**GIVEN INSTRUCTION:**
How many lines below contain the word "stone"? Answer with only the count.

* * * * * * * * *

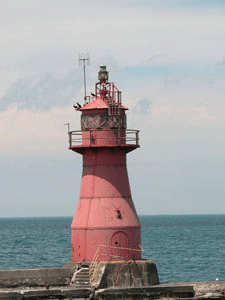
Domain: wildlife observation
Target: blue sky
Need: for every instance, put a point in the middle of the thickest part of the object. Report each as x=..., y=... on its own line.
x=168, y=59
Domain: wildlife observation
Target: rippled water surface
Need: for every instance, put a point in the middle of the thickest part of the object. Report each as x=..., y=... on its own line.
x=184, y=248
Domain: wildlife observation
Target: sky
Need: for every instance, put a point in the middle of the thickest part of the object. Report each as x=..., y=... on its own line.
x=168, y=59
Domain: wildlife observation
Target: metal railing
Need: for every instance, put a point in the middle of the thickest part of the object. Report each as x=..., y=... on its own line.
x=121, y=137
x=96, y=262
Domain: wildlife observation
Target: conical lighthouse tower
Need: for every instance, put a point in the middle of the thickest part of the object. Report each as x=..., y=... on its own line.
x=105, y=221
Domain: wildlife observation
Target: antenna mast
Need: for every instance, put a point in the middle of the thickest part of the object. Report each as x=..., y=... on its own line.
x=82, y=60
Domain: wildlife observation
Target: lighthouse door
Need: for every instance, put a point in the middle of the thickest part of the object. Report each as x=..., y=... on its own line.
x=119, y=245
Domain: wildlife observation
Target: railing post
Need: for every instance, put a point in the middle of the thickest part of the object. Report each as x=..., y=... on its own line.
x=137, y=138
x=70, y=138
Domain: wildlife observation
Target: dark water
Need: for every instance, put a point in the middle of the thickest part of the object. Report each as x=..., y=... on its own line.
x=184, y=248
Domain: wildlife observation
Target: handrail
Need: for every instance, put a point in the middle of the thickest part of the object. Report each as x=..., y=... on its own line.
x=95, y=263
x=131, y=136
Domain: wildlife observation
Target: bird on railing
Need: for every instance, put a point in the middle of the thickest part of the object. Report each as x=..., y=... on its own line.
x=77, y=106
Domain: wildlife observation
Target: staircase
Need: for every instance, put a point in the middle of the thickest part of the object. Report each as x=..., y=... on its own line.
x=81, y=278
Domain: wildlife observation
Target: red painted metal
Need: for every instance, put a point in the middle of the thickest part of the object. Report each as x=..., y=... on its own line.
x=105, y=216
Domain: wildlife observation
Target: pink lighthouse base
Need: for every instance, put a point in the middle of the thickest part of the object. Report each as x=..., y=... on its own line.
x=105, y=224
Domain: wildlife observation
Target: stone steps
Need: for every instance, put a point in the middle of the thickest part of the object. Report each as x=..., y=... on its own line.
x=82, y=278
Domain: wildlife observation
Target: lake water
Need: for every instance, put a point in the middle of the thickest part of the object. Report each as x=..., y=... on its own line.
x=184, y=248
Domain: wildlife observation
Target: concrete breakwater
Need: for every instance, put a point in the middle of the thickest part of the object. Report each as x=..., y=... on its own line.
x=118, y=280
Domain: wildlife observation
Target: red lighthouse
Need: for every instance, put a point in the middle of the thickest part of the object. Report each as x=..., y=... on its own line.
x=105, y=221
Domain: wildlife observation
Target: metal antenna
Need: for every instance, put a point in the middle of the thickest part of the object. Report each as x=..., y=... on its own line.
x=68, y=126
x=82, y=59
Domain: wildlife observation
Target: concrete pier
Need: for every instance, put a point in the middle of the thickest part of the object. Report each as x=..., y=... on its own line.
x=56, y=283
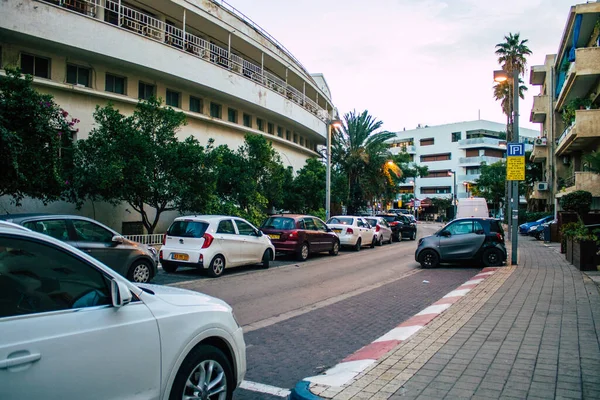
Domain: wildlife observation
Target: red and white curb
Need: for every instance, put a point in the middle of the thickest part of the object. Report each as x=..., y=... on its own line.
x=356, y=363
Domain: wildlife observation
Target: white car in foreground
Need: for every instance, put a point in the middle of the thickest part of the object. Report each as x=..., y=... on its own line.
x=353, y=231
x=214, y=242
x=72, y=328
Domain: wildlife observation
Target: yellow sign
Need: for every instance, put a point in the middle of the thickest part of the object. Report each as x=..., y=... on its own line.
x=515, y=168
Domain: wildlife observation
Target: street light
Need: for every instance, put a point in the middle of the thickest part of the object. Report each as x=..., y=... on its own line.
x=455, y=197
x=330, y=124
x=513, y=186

* * * * * * * * *

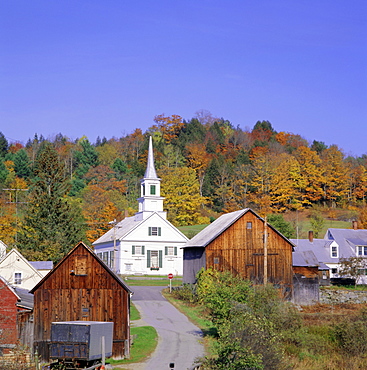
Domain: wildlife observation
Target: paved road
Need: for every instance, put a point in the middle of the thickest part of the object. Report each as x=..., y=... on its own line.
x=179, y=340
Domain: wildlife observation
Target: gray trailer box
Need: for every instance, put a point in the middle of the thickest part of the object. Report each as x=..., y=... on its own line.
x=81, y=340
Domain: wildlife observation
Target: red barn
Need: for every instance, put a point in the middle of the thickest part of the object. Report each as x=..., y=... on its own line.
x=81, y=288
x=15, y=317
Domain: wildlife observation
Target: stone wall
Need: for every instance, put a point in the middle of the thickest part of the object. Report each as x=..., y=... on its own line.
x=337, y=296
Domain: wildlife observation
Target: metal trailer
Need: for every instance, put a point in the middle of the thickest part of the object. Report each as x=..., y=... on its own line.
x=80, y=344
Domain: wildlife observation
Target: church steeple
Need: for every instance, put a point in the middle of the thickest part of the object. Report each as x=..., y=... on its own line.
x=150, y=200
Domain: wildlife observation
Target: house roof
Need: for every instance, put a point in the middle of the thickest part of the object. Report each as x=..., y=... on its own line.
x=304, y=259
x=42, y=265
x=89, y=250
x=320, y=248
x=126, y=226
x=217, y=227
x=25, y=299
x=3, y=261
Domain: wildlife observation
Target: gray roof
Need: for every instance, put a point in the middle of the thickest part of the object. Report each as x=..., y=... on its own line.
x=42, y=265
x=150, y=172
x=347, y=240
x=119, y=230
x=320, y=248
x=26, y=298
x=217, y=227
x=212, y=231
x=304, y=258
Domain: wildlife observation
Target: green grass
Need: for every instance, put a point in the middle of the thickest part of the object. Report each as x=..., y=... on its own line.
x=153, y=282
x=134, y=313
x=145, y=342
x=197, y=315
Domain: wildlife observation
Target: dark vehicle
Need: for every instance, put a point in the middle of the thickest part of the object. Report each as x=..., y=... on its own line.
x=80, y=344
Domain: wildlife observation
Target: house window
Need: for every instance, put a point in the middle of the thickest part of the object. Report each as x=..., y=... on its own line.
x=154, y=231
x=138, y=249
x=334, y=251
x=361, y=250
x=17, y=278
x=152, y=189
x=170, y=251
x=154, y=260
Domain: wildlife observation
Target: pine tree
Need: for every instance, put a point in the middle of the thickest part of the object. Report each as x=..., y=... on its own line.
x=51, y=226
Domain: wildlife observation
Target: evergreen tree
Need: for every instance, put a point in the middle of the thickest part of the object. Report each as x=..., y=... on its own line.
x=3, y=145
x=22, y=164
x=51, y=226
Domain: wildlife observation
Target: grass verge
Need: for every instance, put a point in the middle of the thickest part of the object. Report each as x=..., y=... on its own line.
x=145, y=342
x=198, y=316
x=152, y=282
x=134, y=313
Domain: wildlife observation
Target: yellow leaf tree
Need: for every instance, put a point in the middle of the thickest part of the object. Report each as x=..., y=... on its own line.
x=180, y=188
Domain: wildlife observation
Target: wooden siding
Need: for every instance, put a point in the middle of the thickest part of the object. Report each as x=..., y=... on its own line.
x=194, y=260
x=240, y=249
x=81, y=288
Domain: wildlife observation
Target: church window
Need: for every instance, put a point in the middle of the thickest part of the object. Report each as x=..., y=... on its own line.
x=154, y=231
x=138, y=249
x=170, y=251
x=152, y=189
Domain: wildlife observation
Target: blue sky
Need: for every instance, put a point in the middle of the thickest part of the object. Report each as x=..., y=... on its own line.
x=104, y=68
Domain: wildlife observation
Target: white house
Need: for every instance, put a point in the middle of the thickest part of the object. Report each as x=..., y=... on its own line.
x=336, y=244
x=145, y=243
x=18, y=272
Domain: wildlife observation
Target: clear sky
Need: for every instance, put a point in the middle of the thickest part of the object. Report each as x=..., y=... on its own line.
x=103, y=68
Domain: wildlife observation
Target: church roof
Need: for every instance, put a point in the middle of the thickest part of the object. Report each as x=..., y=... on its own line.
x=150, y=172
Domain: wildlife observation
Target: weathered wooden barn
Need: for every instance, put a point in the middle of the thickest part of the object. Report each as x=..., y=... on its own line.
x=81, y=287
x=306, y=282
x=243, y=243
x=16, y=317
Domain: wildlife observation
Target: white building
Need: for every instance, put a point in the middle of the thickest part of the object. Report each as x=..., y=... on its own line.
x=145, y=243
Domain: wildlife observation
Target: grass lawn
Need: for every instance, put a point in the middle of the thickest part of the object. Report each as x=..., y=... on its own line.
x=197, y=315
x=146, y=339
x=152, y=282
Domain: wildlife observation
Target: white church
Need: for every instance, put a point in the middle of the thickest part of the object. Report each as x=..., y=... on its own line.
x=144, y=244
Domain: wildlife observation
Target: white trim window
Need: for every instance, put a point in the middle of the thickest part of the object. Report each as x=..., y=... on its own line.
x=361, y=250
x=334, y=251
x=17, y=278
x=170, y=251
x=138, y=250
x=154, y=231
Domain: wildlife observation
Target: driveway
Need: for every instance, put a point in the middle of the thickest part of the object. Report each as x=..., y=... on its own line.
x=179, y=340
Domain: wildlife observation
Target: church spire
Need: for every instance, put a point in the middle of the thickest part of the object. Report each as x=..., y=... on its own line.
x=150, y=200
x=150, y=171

* * * * * * * * *

**EXPECTED OUTPUT:**
2